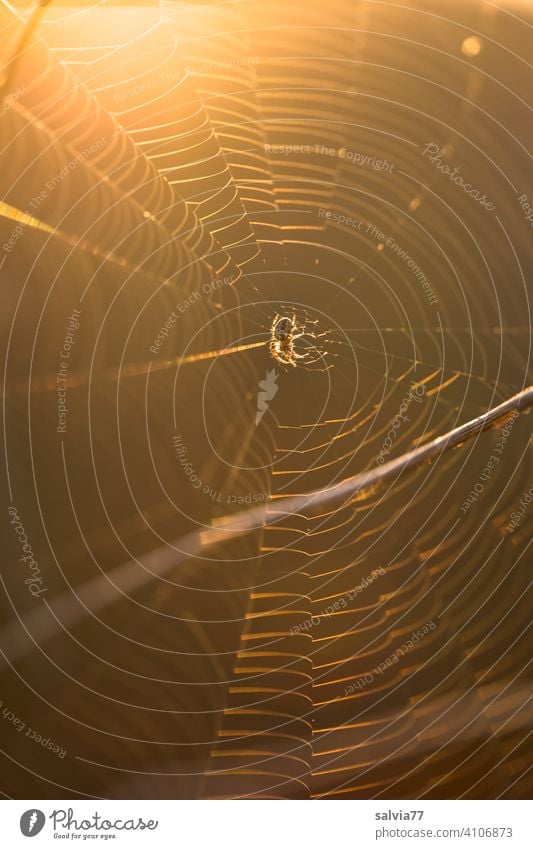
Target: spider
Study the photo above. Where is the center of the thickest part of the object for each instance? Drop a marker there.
(283, 333)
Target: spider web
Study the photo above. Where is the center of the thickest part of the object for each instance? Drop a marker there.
(225, 193)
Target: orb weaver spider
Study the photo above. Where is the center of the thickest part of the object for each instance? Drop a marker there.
(284, 331)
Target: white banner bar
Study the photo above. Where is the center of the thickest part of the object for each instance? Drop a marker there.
(239, 824)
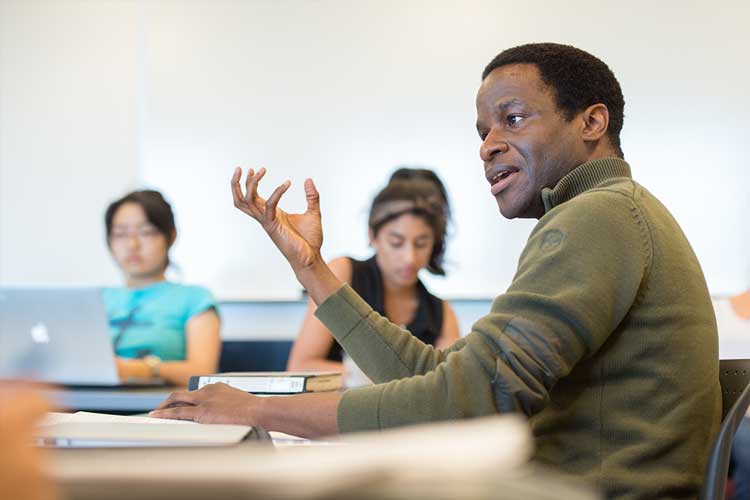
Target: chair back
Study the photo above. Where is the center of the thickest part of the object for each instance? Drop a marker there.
(734, 377)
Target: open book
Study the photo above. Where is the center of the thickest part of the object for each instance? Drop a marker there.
(95, 430)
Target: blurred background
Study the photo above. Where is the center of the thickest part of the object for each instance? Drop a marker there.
(101, 97)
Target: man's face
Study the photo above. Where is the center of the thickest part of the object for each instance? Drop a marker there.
(527, 144)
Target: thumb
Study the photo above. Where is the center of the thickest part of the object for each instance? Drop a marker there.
(312, 196)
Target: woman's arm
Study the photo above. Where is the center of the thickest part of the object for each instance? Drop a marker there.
(203, 348)
(314, 341)
(450, 332)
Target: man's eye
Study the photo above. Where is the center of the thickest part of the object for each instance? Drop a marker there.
(514, 120)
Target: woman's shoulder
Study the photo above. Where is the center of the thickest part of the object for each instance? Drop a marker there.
(342, 267)
(188, 290)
——————————
Reproduce every record above exactly, omitting the pictures.

Target: spider
Study the photo above. Where is the center of the thickest part of the object for each instance? Drop a marker there.
(283, 333)
Target: spider web
Study the photo above. Where is the center of the thickest part of the object for each instance? Drop a marker there.
(225, 193)
Target: orb weaver spider
Study the photo above. Where is the center of the thickest part of the object for each instance? Drop a marker there.
(284, 331)
Target: white banner bar
Study the photo above. Where is the center of the thickest part of the object for each instance? Drop a marker there.
(239, 824)
Target: chair back
Study the photo above. Where is the center of the thickest part of the object for each instance? Drop a marker there.
(734, 377)
Target: open book
Study the photo above. Where is the center of the thickest part of the object for each instance? Drop a marker there.
(95, 430)
Target: blurred background
Study the photo above. Where is the center of the thickest part of the object for each instance? Drop a marker there.
(101, 97)
Target: man's face
Study the photo above. Where is the center of the thickest part of the object for each instance? Drop a marker there.
(527, 144)
Target: thumb
Study the photo above. Where is the center of the thickest part of the object for each instance? Drop a marker there.
(312, 196)
Target: woman's arm
Study the photo above. Where is the center of the thickest part of the object for each instance? Drop a marker there.
(203, 348)
(314, 341)
(450, 332)
Target: man's eye
Study the photo above. Where is the center of the thickest part of the object for each instance? Drop a marker there.
(514, 120)
Target: woman's shoulder
Study the photo above. Where is the center of the thickest part of the object for each instance? Drop a marker there.
(342, 267)
(188, 290)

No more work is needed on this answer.